Comprehensive List of Solr Fields & Operators

This is an extensive list of methods of querying the ADS system. It is a technical document and you probably don’t need to read it unless you are interested in performing advanced searches.

Solr (Virtual) Fields, Operators, and Other Stuff

An aggregated list of the fields, operators, and other parameters that are accessible from Solr. Descriptions of what they are used for, and why or where they should or should not be shown to users.

Field Name	Searchable	Retrievable	Explanation
_version_	y	y	Integer (timestamp-like) indicating internal versioning sequence, if it has changed it means the record has been reindexed
abs	y	y	Virtual field to search across `title`, `keyword`, `abstract` fields in one operation
abstract	y	y	Abstract of the record
ack	y	n	Contains acknowledgements extracted from fulltexts (if identified in article).
aff	y	y	Affiliation strings of authors (raw data), values correspond to order of `author` field. Multiple values separated by `;`. See canonical data for all things `aff_`
aff_abbrev	y	y	List of curated institution abbreviations for a given paper
aff_canonical	y	y	List of curated institution names
aff_facet_hier	y	y	Hierarchical label consisting of `Level/Parent/Child` - i.e. `1/CSIC Madrid/Inst Phys`. List of values is not linked to order/number of authors.
aff_id	y	y	List of curated affiliation IDs in a given paper, values correspond to order of `author` field. Multiple values separated by `;`
affil	y	n	Virtual field searching across `aff_abbrev`, `aff_canonical`, `aff_id`, `institution`, `aff`
alternate_bibcode	y	y	List of alternate bibcodes for the document
alternate_title	y	y	Alternate title, usually when the original title is not in English
arxiv_class	y	y	arXiv class the paper was submitted to
author	y	y	List of authors on a paper (multivalued field, order is preserved; see `aff` and `orcid` fields for additional details)
author_count	y	y	Number of authors on a paper (integer)
author_facet	y	n	Contains normalized version of the author name, cannot be retrieved but useful for faceting
author_facet_hier	y	n	Hierarchical facet for author names, the levels can be used to limit result sets - i.e. `0/Surname` -> `1/Surname/N` or `1/Surname/Name`
author_norm	y	y	List of authors with their first name initialized (see `author_facet`)

Given request:
In the Solr field list, which fields does the virtual field "abs" search across?

Excerpted records:
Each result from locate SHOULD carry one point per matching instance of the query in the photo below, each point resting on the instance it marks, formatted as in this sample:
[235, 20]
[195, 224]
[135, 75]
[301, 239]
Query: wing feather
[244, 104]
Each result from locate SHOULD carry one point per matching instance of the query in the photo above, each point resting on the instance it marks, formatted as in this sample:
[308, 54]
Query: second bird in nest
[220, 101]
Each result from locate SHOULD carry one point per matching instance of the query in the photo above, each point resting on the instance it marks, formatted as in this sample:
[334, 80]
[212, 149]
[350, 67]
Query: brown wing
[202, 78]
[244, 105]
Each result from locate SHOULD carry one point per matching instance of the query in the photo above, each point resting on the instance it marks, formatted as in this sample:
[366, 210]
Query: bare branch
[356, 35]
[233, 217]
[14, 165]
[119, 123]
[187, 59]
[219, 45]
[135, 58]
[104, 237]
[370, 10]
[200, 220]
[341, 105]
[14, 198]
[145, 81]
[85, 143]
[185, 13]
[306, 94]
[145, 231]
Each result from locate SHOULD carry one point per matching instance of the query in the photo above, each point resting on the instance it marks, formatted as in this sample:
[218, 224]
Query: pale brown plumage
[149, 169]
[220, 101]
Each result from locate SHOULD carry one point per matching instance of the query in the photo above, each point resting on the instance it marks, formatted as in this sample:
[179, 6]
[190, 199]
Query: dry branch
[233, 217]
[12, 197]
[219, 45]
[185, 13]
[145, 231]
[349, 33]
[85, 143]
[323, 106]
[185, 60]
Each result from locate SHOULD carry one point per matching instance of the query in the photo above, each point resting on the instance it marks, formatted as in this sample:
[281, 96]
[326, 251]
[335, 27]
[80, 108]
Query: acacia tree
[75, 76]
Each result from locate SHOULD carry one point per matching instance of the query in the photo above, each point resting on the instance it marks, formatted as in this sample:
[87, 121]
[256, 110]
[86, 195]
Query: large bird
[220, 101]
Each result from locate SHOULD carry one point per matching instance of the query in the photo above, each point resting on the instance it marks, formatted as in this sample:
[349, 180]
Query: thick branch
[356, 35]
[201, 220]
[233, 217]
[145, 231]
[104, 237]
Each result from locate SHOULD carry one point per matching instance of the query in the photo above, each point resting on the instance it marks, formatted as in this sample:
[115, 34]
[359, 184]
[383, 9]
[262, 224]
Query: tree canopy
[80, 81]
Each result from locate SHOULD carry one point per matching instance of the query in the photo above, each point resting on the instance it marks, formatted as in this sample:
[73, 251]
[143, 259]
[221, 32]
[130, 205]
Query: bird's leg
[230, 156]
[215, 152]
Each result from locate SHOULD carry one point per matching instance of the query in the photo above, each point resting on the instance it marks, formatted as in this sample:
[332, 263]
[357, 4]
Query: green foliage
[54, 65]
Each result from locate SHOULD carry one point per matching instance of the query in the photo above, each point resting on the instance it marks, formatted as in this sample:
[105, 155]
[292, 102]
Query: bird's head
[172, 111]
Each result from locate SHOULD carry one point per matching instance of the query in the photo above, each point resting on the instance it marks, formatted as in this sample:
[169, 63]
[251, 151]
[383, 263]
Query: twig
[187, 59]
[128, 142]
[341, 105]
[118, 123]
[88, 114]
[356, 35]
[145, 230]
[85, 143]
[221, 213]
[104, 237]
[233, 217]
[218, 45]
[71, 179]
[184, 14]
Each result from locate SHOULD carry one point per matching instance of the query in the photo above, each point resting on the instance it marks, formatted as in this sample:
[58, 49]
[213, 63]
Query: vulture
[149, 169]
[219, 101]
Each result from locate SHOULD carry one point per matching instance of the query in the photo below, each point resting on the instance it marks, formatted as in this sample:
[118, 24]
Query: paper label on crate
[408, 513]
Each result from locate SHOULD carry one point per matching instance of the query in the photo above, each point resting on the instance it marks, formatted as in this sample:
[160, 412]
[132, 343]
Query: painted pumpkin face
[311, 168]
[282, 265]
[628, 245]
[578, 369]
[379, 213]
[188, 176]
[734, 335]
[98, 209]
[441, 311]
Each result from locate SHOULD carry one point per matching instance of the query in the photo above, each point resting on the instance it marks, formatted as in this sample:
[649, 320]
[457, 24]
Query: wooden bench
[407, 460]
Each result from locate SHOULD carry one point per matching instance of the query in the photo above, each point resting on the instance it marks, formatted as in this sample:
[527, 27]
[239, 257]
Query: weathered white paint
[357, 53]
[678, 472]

Exercise result:
The title, keyword, and abstract fields, in one operation.